Stored data
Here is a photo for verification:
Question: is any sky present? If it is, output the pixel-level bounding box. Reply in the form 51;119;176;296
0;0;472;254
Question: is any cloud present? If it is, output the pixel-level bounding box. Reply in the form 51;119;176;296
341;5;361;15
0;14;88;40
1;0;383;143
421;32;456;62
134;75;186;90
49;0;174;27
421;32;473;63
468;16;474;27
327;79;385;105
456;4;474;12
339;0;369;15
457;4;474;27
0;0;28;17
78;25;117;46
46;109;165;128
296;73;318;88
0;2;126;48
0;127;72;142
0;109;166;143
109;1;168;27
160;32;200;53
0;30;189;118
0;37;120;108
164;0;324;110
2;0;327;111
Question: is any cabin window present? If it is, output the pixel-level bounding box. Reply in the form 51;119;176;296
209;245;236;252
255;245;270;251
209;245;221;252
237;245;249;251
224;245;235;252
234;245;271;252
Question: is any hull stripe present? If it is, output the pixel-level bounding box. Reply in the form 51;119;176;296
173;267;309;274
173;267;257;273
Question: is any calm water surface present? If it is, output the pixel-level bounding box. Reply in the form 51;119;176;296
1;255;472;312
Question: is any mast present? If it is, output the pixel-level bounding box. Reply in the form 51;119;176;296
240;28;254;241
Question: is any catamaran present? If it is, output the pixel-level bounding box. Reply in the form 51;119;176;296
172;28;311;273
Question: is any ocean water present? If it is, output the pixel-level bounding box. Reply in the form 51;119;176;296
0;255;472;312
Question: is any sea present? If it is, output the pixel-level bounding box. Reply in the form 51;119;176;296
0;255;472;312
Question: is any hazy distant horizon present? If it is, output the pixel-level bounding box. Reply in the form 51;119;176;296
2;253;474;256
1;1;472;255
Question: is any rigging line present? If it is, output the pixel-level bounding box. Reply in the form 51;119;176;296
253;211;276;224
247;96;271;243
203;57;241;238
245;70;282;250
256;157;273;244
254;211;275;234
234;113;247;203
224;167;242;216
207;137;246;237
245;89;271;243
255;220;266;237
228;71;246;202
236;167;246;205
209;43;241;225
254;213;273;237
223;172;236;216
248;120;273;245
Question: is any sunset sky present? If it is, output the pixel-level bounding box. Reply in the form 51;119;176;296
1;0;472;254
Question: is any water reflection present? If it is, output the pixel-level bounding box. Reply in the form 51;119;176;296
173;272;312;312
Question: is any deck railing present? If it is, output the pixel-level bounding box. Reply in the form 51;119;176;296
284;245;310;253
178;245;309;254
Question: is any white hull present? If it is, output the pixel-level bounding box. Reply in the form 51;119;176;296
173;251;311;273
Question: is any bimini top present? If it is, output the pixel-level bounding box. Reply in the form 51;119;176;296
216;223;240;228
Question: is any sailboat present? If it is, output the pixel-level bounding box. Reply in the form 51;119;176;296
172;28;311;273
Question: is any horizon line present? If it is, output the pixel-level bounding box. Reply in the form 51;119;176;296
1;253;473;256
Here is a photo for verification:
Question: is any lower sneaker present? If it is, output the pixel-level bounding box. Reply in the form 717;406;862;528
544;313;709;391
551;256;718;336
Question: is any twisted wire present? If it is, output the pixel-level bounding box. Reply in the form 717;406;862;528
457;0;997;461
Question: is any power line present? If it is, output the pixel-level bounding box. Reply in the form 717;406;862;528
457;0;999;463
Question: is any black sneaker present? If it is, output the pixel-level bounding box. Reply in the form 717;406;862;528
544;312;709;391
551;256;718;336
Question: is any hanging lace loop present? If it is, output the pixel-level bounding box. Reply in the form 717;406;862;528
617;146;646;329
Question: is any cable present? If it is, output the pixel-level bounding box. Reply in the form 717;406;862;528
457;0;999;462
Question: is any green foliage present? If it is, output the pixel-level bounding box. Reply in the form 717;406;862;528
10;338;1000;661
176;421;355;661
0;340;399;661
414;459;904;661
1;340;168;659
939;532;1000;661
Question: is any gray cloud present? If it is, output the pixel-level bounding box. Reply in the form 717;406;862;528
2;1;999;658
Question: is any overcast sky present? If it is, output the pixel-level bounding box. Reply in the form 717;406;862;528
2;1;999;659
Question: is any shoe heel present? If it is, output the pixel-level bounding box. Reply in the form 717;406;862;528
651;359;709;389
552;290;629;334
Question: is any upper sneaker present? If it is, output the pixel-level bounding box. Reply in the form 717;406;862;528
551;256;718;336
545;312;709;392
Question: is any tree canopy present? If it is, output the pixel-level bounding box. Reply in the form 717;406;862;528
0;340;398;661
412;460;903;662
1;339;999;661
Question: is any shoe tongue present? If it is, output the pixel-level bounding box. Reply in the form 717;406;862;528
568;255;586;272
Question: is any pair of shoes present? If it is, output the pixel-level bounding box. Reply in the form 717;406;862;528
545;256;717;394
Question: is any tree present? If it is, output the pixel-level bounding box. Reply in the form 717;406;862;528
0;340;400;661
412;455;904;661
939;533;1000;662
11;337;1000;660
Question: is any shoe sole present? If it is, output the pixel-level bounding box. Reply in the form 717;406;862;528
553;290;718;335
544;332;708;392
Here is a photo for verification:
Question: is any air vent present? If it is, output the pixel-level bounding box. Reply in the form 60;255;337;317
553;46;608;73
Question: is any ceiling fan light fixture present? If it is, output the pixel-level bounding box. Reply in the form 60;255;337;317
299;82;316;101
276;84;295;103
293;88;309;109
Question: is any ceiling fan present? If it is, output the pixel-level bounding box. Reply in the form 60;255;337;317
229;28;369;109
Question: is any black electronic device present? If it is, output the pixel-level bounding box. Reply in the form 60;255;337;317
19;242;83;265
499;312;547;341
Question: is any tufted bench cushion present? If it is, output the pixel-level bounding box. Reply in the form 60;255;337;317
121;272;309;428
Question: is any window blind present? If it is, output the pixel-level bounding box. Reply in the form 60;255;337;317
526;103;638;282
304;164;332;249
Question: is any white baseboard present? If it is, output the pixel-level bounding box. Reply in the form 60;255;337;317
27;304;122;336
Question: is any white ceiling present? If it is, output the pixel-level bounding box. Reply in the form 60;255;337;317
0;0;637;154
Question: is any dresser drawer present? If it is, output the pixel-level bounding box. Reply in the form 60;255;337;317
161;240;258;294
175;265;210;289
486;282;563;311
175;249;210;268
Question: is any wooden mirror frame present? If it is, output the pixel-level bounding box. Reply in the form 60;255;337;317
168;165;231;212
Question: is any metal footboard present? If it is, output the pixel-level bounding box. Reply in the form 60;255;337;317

- **Directions**
The records above are to be returned exactly as they appear.

- **Exercise answer**
Here is a photo for verification:
Question: is any sky present? If it is, output the pixel-level bounding box. Reply in the form 51;119;176;296
0;0;472;254
Question: is any cloud present? If it is, output the pixel-level bounding box. Reply in the form 51;119;176;296
341;5;361;15
0;14;88;40
1;0;383;143
421;32;456;62
134;75;186;90
49;0;174;27
421;32;473;63
468;16;474;27
327;79;385;105
456;4;474;12
339;0;369;15
457;4;474;27
0;0;28;17
78;25;117;46
46;109;165;128
296;73;318;88
0;2;126;48
0;127;72;142
0;109;166;143
109;1;168;27
160;32;200;53
0;30;189;118
0;37;120;108
164;0;324;110
2;0;327;111
Question: is any cabin window present? If it is, output the pixel-level bounding box. Reply in the form 51;119;176;296
209;245;236;252
255;245;270;251
209;245;221;252
237;245;249;251
224;245;235;252
234;245;271;252
Question: is any hull stripe present? If it is, output the pixel-level bounding box. Reply in the form 51;119;176;296
173;267;309;274
173;267;257;273
Question: is any calm water surface present? If it is, output the pixel-level bounding box. Reply in the form 51;119;176;296
1;255;472;312
Question: is any mast present? If it is, output the pixel-level bounding box. Reply in the form 51;119;176;296
240;28;254;241
Question: is any catamaran present? If it is, output the pixel-level bounding box. Reply in the form 51;119;176;296
172;28;311;273
Question: is any ocean water present? If it is, output the pixel-level bounding box. Reply in the form 51;119;176;296
0;255;472;312
Question: is any sea present? If it is, output the pixel-level bounding box. Reply in the form 51;119;176;296
0;255;472;312
Question: is any hazy distant horizon present? If it is, output the pixel-level bounding box. Reply in the form 51;119;176;296
2;253;474;256
1;1;472;255
Question: is any rigging line present? If it is, output the pixel-level bounding box. Reply in the form 51;119;176;296
253;211;276;224
247;96;271;243
203;57;241;238
245;70;282;250
256;157;273;244
254;211;275;234
234;113;247;203
224;167;242;216
207;137;246;237
245;89;271;243
255;220;266;237
228;71;246;202
236;167;246;205
209;43;241;225
254;213;273;237
223;172;236;216
248;120;273;245
Question: is any sunset sky present? If it is, output the pixel-level bounding box. Reply in the form 51;119;176;296
1;0;472;254
Question: is any water reflection present? If it is, output the pixel-level bounding box. Reply in the form 51;119;176;296
173;272;312;312
Question: is any deck railing present? If it is, output the pixel-level bounding box. Reply in the form 51;119;176;296
284;245;310;253
178;245;309;254
Question: is any white hull present? If it is, output the pixel-level bounding box. Reply in the form 51;119;176;296
173;251;311;273
Question: is any bimini top present? If it is, output the pixel-level bounding box. Reply in the form 51;119;176;296
216;223;240;228
Question: is any sailboat present? If it is, output the pixel-level bounding box. Reply in the form 51;119;176;296
172;28;311;273
Question: is any horizon line present? If it is, output the pixel-level bounding box. Reply in the form 51;119;176;296
1;253;473;256
Here is a photo for verification:
Question: is any lower sneaker present? If it is, output the pixel-level bounding box. Reply in the form 717;406;862;528
544;313;709;391
551;256;718;336
Question: is any twisted wire present? If it is, output the pixel-level bounding box. Reply in the form 717;406;862;528
457;0;997;461
Question: is any power line present? If it is, output the pixel-level bounding box. Reply in the form 717;406;862;528
457;0;999;463
Question: is any black sneaker present? If it is, output the pixel-level bounding box. Reply in the form 717;406;862;528
544;312;709;391
551;256;718;336
Question: is any hanging lace loop present? If it is, output the pixel-level bounding box. Reply in the form 717;406;862;528
617;146;646;329
Question: is any cable present? If it is, output the pixel-level bounding box. Reply in the form 717;406;862;528
457;0;999;462
Question: is any green foliage present? If it is, output the pixel-level bounding box. Reply in the form 717;406;862;528
10;338;1000;661
176;421;355;661
0;340;399;661
414;459;904;661
1;340;168;659
939;532;1000;661
Question: is any gray cloud present? If it is, output the pixel-level bounding box. Reply in the form 717;406;862;528
2;1;999;658
Question: is any overcast sky present? If it is, output the pixel-level bounding box. Reply in the form 717;406;862;528
2;1;999;659
Question: is any shoe heel present? If it is, output the pixel-level bounding box. Reply in the form 717;406;862;528
651;359;709;389
552;290;629;334
Question: is any upper sneaker present? If it is, output the pixel-level bounding box. Reply in the form 717;406;862;528
551;256;718;336
545;312;709;392
Question: is any tree canopy present? If it is, output the pixel-level bounding box. Reply in the form 717;406;862;528
0;340;398;661
412;460;903;662
1;339;999;661
Question: is any shoe tongue present? If it is, output the pixel-level bounding box. Reply in the form 717;406;862;528
568;255;586;272
Question: is any pair of shoes present? If it is, output the pixel-level bounding box. Reply in the form 717;406;862;528
545;256;717;394
Question: is any tree present? If it is, output the pixel-level bounding box. Reply in the form 717;406;862;528
0;340;400;661
412;455;904;661
939;533;1000;662
11;337;1000;660
Question: is any shoe sole present? If it is, output the pixel-level bounding box. Reply in the form 717;406;862;528
553;290;718;335
544;332;708;392
Here is a photo for verification:
Question: is any air vent present? If it is, output the pixel-level bounding box. Reply in the form 60;255;337;317
553;46;608;73
Question: is any ceiling fan light fixture present? If it is, output the pixel-level bounding box. Reply in the form 60;255;337;317
299;82;316;101
276;84;295;103
293;88;309;109
Question: is any ceiling fan present? If it is, output the pixel-level bounding box. Reply in the form 60;255;337;317
229;28;369;109
Question: is any black electronic device present? If it is, output the pixel-level bounding box. Reply in the form 60;255;337;317
19;242;83;265
499;312;547;341
Question: is any tufted bench cushion present? If it is, output the pixel-level bounding box. Reply in the form 60;255;337;317
121;272;309;428
Question: is any window blind present? If it is, output the pixel-level bounding box. Reply in the form 60;255;337;317
526;103;638;282
304;164;332;249
Question: is any white baseboard present? If it is, output the pixel-level bounding box. Reply in the form 60;255;337;317
27;304;122;336
Question: is any white ceiling present? If it is, output the pixel-level bounding box. Reply in the form 60;255;337;317
0;0;637;154
Question: is any dresser drawer present? If it is, output the pixel-level bounding box. Reply in the form 60;255;337;317
161;240;258;294
175;265;210;289
486;282;563;311
175;249;210;268
Question: is any wooden mirror frame present? If it is, output the pixel-level bounding box. Reply in the form 60;255;337;317
168;165;231;212
Question: is any metal footboard present? If it is, output the pixel-level bounding box. Reply in the form 60;255;337;317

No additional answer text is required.